» **Aim of the task**:
Copy every line of the records below where the word "hillside" occurs.

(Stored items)
[Start of Attachment]
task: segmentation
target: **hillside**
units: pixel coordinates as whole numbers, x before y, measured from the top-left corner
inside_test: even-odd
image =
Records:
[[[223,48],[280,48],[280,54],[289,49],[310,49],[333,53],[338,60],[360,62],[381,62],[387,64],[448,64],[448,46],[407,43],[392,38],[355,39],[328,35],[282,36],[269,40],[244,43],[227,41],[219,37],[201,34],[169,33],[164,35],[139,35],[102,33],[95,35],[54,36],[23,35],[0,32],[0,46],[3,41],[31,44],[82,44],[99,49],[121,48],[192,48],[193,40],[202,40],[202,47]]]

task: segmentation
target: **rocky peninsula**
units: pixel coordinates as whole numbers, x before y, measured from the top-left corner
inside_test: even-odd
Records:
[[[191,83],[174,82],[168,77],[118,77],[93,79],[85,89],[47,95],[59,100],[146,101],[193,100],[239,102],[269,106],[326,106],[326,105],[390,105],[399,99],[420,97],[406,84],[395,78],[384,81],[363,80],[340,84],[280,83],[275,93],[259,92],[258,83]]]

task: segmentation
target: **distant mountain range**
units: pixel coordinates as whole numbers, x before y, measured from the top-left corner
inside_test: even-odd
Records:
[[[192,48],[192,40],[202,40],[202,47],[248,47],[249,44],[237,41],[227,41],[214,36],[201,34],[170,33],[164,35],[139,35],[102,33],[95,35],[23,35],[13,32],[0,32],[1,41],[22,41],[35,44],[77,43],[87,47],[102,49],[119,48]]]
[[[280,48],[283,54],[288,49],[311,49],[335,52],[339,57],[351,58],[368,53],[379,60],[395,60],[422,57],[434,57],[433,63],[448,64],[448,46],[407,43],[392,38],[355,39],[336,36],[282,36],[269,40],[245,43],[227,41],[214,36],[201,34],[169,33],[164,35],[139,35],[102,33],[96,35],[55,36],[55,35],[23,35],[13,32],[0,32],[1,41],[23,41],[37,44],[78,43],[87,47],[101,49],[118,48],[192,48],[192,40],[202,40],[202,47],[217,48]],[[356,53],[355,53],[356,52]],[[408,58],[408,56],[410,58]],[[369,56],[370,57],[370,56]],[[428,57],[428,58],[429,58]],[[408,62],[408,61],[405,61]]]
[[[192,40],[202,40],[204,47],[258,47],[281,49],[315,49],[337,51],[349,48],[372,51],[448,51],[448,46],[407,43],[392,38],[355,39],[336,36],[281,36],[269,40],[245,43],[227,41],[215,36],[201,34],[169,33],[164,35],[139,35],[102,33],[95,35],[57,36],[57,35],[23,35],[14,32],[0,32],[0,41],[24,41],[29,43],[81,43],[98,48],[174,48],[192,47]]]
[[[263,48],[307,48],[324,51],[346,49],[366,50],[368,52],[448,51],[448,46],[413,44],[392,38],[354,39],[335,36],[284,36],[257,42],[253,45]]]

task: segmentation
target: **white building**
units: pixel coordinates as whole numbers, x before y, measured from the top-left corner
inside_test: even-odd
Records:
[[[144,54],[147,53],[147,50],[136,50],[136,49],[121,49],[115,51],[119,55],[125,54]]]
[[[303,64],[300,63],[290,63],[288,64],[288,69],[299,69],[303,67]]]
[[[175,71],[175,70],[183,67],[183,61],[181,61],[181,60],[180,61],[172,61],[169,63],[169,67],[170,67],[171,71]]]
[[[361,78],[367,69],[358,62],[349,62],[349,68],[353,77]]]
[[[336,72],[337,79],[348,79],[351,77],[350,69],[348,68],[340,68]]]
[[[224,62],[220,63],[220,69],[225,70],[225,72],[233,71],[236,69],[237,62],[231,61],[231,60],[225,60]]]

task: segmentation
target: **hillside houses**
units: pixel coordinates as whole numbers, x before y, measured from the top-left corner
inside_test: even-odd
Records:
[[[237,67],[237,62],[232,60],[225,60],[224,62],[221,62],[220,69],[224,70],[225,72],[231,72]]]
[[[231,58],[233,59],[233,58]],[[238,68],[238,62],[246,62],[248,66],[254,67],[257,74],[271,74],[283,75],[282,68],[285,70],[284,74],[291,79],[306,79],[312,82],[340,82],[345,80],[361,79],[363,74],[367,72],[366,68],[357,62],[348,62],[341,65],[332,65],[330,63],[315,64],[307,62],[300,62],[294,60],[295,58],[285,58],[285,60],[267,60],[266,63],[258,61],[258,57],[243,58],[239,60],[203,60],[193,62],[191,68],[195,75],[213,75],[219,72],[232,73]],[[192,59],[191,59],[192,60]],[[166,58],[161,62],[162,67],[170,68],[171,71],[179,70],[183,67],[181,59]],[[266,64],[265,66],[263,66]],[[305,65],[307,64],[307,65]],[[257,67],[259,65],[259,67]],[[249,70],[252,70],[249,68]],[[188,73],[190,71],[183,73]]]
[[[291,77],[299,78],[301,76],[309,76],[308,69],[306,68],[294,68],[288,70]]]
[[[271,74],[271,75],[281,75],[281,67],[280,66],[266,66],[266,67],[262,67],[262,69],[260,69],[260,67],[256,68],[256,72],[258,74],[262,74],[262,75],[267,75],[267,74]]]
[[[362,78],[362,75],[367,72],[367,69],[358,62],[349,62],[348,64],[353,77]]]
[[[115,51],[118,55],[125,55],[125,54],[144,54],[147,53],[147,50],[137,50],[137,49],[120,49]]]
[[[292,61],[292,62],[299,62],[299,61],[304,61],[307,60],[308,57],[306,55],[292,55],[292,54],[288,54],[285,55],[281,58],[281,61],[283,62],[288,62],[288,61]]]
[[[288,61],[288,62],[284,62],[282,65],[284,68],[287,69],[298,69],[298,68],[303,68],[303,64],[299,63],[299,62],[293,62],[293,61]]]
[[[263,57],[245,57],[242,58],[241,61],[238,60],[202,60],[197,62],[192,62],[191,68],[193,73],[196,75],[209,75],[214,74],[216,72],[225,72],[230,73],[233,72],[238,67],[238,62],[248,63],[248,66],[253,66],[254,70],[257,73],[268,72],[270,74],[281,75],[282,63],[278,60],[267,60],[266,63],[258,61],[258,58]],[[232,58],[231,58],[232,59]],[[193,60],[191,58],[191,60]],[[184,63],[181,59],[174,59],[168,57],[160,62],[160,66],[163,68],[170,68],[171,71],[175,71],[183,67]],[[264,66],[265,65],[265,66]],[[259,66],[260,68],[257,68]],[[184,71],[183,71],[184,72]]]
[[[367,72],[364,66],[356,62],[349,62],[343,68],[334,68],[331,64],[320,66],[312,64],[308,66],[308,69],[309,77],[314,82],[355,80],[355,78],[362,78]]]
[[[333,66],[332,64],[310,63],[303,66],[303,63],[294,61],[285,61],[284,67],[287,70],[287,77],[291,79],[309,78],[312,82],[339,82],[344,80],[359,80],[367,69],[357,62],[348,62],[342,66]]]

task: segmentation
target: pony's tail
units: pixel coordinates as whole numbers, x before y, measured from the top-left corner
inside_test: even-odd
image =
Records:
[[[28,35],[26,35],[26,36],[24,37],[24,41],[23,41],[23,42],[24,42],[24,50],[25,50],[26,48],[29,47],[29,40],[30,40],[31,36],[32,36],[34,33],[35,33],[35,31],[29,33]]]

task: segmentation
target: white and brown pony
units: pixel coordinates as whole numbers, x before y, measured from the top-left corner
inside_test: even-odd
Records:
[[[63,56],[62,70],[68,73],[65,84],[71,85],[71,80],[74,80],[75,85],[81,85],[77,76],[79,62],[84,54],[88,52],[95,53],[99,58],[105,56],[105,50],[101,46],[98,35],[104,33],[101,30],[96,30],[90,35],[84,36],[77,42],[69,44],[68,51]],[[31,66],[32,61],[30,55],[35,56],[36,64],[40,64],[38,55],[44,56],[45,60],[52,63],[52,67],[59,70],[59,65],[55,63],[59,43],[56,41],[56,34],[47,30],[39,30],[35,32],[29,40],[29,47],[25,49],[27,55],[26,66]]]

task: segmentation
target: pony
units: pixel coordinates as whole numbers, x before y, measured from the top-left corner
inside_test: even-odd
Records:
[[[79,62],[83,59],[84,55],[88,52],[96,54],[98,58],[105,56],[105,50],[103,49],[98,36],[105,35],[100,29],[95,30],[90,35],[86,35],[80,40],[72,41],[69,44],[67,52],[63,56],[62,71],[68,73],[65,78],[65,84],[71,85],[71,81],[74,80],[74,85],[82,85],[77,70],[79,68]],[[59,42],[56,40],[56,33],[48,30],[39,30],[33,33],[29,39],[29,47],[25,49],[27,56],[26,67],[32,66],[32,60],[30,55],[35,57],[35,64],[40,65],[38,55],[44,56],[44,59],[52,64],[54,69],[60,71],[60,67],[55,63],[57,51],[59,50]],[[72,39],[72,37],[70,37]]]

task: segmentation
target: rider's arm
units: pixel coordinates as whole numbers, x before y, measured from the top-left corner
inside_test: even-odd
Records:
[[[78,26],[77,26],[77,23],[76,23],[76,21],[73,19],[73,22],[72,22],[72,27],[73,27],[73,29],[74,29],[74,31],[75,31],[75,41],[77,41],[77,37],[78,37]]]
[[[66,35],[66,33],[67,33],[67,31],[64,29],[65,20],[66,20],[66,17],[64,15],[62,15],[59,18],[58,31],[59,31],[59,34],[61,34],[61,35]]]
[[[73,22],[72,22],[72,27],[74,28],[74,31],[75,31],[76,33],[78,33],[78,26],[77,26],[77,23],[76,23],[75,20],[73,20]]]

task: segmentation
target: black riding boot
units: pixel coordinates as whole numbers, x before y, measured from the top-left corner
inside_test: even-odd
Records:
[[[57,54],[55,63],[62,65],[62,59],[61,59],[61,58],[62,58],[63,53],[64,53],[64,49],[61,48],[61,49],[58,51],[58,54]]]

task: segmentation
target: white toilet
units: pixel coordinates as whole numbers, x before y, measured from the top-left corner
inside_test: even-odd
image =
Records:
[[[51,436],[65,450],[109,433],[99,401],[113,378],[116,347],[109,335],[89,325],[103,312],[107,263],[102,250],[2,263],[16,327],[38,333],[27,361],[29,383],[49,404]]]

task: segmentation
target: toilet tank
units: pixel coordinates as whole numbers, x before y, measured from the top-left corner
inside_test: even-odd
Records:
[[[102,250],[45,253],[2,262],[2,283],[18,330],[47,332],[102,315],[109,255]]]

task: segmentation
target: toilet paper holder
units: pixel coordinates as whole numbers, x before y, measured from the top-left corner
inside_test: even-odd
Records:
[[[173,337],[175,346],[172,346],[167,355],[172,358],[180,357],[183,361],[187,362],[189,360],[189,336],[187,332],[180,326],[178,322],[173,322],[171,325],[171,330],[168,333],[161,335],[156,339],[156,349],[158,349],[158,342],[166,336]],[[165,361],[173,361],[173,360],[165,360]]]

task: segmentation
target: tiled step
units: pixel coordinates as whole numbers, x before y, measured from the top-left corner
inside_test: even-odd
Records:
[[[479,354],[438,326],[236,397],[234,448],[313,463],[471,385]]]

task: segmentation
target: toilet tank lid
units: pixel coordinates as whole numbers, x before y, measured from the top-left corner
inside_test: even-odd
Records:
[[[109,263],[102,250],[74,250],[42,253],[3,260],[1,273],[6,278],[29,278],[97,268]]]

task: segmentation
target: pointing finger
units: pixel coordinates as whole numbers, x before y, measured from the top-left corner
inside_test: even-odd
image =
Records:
[End of Attachment]
» **Response to this task**:
target: **hillside**
target: **hillside houses**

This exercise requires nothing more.